» **Work required**:
Do these statements agree with the profile of Charles E. Odegaard? 1. He was president of the University of Washington until 1973. 2. The bust of his likeness is kept in the Board of Regents' offices. 3. Jack G. Neupert was a Democrat from Spokane. For each, answer yes or no and quote the deciding words.

President Charles E. Odegaard, 1911-1999

Dr. Charles E. Odegaard, president of the University of Washington from 1958 to 1973 and a medieval historian, died Sunday at the age of 88.

The namesake for Odegaard Undergraduate Library was at the helm of the university during some of its most tumultuous times - the student unrest of the 1960s - and earned a reputation as a consummate politician.

  President Odegaard
President Charles E. Odegaard, 1911-1999

“Charles E. Odegaard has lived through 15 years of riot, famine, pestilence, the Legislature, the faculty, budget cuts, lawsuits and swarms of uppity students. Let’s do something to make it up to him,” The Daily wrote in an ad promoting a retirement event in his honor.

What the students did was hold another demonstration in Red Square, this time filling it with 5,000 appreciative students, faculty, staff and civic leaders and 250 balloons. They presented him with a bust of his likeness, which is housed in the Odegaard Library, announced the naming of the library in his honor, and gave him a sweatshirt with a paraphrase of Louis XIV on the back: “L’Universite c’est moi” (“I am the university”). His response was typical Odegaard, “This . . . just isn’t true. The university is us.”

President Odegaard even won praise from one of the most conservative members of the Board of Regents at the time, Spokane Republican Jack G. Neupert, who attended the retirement event wearing an Archie Bunker sweatshirt. “I am a better human being for Charles having passed my way,” Neupert said. “I want you to know, Charles, that we love you, and that we are pleased to know you and call you friend.”

Rep. Peggy Maxie described President Odegaard as “the finest politician I’ve ever seen.”

President Odegaard knew well the value of understanding human behavior. “A lot turns on the knowledge of human behavior,’’ he often said.

[Dataset items]
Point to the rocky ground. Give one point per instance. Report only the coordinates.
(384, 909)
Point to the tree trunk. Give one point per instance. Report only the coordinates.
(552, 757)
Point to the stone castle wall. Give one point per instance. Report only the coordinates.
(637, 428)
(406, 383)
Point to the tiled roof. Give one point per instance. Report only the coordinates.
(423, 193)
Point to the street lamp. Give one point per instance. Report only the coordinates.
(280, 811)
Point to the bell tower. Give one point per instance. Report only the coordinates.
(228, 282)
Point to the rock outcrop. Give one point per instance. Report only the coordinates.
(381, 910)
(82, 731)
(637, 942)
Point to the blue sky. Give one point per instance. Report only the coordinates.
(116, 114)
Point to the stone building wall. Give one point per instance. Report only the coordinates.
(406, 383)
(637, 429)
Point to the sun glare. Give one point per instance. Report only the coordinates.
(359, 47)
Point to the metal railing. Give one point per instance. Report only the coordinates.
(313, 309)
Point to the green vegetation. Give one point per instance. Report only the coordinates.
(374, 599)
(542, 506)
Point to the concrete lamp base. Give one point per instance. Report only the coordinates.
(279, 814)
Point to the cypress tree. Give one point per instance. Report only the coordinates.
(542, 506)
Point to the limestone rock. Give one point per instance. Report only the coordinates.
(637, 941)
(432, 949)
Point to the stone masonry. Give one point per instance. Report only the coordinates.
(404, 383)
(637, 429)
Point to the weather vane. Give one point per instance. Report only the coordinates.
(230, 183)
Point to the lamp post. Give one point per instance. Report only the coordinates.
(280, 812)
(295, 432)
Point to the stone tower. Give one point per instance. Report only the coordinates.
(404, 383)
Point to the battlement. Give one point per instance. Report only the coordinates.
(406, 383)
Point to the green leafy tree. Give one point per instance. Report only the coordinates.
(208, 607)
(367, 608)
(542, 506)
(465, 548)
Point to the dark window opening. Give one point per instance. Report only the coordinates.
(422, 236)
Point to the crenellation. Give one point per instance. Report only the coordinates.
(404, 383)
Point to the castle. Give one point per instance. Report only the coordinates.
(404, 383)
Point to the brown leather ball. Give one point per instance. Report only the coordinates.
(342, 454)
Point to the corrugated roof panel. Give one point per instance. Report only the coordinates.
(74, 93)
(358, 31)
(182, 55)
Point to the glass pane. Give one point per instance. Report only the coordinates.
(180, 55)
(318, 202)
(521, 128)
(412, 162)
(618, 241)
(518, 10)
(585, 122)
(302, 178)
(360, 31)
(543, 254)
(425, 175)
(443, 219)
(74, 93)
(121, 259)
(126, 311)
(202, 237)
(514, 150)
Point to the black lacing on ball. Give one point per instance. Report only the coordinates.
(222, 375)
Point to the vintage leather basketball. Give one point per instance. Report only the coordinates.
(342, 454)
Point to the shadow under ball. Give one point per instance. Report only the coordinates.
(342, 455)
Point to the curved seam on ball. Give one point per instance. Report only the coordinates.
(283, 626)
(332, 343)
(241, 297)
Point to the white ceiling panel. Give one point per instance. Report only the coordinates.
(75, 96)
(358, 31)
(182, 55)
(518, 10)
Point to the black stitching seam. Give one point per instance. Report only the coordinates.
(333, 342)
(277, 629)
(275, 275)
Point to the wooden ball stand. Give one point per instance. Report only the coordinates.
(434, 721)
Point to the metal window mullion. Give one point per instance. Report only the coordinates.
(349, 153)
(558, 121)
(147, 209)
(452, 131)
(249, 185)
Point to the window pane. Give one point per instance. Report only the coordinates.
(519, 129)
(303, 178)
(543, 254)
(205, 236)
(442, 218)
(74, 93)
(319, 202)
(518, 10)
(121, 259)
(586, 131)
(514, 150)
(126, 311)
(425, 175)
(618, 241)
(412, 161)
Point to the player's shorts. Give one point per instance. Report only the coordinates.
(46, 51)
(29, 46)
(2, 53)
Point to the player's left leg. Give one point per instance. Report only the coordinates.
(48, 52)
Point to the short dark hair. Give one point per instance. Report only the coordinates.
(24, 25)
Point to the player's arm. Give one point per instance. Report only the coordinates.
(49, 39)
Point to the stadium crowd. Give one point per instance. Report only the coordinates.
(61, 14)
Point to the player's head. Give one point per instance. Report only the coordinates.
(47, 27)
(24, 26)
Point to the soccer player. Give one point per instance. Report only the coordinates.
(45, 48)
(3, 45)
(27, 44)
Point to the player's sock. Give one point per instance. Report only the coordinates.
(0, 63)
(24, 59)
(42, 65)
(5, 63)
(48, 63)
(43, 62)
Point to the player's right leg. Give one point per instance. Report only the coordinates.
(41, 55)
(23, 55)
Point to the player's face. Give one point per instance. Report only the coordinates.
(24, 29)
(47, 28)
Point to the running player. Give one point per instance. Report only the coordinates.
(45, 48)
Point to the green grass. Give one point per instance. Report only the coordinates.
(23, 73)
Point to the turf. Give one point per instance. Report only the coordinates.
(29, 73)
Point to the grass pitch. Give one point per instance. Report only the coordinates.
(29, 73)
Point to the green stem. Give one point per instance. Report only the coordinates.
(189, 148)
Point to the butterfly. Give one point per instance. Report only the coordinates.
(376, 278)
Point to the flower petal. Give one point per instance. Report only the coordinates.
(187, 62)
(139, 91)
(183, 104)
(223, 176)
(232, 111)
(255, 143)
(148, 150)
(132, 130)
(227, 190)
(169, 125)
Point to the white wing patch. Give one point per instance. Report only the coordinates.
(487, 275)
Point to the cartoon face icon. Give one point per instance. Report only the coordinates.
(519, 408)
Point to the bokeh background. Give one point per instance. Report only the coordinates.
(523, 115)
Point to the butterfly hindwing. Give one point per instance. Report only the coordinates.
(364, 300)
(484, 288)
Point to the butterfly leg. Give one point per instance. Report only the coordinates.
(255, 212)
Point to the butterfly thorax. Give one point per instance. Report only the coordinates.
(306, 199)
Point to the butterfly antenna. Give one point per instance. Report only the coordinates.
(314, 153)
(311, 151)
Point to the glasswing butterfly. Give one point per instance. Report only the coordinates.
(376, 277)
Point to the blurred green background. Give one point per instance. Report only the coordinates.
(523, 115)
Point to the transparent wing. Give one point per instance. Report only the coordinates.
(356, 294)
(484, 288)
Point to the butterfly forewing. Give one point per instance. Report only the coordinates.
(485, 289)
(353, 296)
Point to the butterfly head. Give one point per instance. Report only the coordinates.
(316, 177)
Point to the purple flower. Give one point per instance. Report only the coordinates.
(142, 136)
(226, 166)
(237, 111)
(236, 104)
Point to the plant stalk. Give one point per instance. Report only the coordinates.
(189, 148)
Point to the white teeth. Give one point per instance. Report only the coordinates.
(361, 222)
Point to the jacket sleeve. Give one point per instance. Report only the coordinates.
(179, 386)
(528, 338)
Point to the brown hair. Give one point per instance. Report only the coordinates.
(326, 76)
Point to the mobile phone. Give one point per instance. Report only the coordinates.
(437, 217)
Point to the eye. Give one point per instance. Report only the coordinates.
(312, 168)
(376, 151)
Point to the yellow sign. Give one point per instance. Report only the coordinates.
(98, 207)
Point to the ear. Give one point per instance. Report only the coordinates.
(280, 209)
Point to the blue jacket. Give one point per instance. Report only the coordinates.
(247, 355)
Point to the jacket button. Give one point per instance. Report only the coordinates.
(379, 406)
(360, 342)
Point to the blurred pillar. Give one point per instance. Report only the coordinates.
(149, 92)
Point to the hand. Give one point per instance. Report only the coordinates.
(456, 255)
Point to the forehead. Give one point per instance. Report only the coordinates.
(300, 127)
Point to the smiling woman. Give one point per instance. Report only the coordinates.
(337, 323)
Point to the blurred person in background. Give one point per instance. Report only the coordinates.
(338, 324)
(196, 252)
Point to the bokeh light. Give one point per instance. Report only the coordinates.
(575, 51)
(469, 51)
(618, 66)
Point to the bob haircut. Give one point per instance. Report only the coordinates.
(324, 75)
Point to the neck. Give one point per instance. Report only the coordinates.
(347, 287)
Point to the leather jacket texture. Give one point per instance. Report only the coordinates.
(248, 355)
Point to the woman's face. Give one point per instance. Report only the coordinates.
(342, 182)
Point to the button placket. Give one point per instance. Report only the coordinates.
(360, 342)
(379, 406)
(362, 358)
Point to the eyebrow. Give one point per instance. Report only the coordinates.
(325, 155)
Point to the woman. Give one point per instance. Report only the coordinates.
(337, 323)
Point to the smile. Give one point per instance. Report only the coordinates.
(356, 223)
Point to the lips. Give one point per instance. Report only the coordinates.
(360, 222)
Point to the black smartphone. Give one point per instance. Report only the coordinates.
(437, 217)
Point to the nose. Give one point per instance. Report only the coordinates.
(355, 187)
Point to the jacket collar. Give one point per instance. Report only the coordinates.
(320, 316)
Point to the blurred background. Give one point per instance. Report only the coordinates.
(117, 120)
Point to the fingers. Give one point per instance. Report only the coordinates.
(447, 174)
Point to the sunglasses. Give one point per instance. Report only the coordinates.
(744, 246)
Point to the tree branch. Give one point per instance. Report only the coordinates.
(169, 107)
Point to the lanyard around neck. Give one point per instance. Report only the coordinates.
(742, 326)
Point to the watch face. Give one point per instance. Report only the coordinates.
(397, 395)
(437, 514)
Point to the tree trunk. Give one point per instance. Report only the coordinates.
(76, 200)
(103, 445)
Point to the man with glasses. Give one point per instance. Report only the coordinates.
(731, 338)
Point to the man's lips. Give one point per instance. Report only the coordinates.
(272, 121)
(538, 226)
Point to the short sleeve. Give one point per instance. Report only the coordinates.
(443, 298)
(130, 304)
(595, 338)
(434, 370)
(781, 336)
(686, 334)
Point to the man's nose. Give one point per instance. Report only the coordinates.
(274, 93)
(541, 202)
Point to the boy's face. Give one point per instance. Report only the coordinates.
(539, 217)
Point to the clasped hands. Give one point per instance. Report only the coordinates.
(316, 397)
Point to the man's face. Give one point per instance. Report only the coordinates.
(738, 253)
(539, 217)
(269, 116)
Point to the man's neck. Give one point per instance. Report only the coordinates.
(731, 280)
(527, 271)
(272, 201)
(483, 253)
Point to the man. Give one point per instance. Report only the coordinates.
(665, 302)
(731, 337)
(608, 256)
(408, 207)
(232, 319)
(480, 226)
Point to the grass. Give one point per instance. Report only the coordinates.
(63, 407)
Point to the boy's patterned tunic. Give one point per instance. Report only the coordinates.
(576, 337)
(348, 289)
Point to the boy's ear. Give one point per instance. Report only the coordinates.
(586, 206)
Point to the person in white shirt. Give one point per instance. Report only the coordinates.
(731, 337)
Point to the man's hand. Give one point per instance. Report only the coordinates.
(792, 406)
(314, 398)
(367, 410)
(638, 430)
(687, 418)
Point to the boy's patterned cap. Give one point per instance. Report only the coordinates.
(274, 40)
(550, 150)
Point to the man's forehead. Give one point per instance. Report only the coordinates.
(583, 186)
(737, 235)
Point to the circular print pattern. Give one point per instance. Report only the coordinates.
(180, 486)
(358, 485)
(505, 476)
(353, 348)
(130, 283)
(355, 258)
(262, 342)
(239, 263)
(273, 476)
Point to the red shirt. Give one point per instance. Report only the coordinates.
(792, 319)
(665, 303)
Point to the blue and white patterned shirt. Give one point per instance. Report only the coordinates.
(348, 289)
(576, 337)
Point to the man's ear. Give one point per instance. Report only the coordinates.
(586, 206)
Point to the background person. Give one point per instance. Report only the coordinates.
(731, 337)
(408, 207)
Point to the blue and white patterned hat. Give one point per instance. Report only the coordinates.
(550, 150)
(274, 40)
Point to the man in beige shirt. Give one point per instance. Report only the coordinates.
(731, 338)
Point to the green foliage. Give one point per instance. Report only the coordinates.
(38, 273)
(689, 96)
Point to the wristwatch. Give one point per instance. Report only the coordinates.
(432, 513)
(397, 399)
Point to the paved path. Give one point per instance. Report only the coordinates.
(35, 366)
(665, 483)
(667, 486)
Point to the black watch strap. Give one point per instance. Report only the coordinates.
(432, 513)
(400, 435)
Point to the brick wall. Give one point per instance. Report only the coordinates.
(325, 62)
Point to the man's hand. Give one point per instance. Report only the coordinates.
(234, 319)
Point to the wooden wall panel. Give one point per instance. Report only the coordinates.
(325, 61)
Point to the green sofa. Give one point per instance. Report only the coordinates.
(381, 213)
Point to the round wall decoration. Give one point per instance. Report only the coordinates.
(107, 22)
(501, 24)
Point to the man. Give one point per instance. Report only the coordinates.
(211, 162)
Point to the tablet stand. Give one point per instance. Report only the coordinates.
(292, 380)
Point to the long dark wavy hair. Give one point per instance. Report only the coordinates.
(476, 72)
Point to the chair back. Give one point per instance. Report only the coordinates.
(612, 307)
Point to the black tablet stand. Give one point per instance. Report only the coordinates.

» **Answer to the problem**:
1. Yes: "president of the University of Washington from 1958 to 1973"
2. No: "which is housed in the Odegaard Library"
3. No: "Spokane Republican Jack G. Neupert"